_Stated problem_. Copy out all the data, word for word.

_Recorded information_.
--- BEGIN ---

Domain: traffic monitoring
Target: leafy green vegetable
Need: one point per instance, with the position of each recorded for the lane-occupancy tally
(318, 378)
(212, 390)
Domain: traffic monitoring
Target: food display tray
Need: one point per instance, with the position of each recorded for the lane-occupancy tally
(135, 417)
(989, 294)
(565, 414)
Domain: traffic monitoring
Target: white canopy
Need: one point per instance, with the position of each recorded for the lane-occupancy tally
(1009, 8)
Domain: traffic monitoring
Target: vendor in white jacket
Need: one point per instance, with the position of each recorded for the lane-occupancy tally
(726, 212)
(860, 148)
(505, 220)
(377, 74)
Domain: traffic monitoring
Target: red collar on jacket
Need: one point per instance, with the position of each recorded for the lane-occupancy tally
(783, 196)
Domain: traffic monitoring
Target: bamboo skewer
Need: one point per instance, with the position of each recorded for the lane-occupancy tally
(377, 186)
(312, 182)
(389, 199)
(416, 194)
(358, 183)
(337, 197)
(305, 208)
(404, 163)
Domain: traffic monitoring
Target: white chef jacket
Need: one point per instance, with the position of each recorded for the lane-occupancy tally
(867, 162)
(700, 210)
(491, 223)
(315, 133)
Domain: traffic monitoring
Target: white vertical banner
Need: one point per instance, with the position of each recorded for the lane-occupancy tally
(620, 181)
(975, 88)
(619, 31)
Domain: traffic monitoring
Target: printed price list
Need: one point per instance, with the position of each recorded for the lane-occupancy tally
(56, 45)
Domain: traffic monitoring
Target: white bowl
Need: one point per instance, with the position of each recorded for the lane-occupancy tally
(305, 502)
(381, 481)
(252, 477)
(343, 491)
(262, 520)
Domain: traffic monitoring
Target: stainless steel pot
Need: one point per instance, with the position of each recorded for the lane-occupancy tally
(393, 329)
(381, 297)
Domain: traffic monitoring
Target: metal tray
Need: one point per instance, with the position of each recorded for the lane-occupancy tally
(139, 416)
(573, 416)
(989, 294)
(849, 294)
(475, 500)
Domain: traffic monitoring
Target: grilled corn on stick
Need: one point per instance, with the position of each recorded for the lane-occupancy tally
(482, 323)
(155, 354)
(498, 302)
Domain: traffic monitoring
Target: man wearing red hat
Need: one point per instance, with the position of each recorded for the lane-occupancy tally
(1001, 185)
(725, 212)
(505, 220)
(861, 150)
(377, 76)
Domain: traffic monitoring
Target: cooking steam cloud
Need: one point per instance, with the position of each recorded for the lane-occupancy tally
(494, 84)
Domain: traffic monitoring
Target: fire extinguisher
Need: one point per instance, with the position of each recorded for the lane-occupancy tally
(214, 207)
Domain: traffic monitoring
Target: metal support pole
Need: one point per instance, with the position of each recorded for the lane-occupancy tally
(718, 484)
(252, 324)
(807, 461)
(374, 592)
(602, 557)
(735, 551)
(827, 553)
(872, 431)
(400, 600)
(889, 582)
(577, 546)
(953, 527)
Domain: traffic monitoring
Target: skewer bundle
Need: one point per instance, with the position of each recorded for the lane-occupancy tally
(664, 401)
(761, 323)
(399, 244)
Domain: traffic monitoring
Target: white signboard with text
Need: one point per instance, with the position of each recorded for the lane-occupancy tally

--- END ---

_Solution below_.
Domain: traffic monitoring
Target: leafy green vegetable
Need: one point per instance, with the position of each recorded for the lane-occupancy tally
(318, 378)
(212, 390)
Domain: traffic monitoring
Target: food display tray
Need: one point per instance, with the position of each recorded for the lane-occupancy tally
(135, 417)
(989, 294)
(565, 414)
Domain: traffic monitoring
Target: white canopy
Need: one point per instance, with the position of each recorded for the lane-occupancy tally
(1009, 8)
Domain: traffic monitoring
Target: vendor in white jacket
Need: one point per instance, with the position of each recorded for the lane-occupancy tally
(726, 212)
(860, 148)
(505, 220)
(377, 74)
Domain: traffic monitoring
Target: red collar on jacket
Need: one point per instance, with the position of each recorded for the lane-occupancy tally
(783, 196)
Domain: traffic monitoring
Target: bamboo skewer
Need: one point per instance, with the position of each recorded for the lane-occupancy tally
(377, 186)
(312, 182)
(389, 199)
(416, 194)
(358, 183)
(337, 197)
(305, 208)
(404, 163)
Domain: traffic monitoring
Target: white chef jacket
Need: one point per instance, with the position of each recorded for the lane-occupancy tally
(867, 162)
(700, 210)
(491, 223)
(315, 133)
Domain: traffic monitoring
Target: white vertical banner
Need: one point per instance, with the position of each recorded for the lane-occupancy tally
(620, 181)
(975, 88)
(619, 31)
Domain: traffic monitoring
Target: printed price list
Need: one point per instance, with the position of each recorded for the lane-occupancy tally
(56, 45)
Domain: traffic monitoring
Target: white bowl
Need: one point per instance, with the position of each recorded for the lane-occupancy tally
(305, 502)
(381, 481)
(252, 477)
(343, 491)
(262, 520)
Domain: traffic monitoring
Target: stainless steel pot
Need: one point per instance, with the position of each recorded for the lane-occupancy tally
(393, 329)
(381, 297)
Domain: traffic monitoring
Target: metal tray
Need: one point per instance, with the position of each recorded for the lane-occupancy tally
(139, 416)
(573, 416)
(989, 294)
(849, 294)
(475, 500)
Domain: traffic monitoring
Target: grilled corn on stick
Need: one point per instance, with the position of each recorded for the lane-occupancy tally
(482, 323)
(155, 354)
(498, 302)
Domain: traffic monitoring
Target: man wearing red hat
Need: one point per instance, with the position of each recorded for the lane-occupancy tally
(1001, 185)
(725, 212)
(505, 220)
(861, 150)
(377, 76)
Domain: traffic monitoring
Target: cooking steam cloud
Need: one point per instance, with the position of each recorded for the lane-occupancy tally
(494, 84)
Domain: traffic monitoring
Target: fire extinguisher
Need: one point per instance, with the position of each recorded for the lane-occupancy tally
(214, 207)
Domain: traffic monitoring
Target: metal support pole
Need: one point per instance, with the position of each recorded for the lane-occupancy tally
(718, 484)
(252, 324)
(807, 461)
(374, 592)
(602, 557)
(735, 551)
(827, 553)
(872, 431)
(400, 600)
(889, 582)
(577, 546)
(953, 527)
Domain: traffic monitoring
Target: skewer bundle
Need: one point per instance, with the position of each recorded for the lane-occupancy tally
(664, 401)
(761, 323)
(399, 244)
Domain: traffic monitoring
Target: white signboard with text
Need: one point per instance, with the position of each recorded for the lane-occupancy tally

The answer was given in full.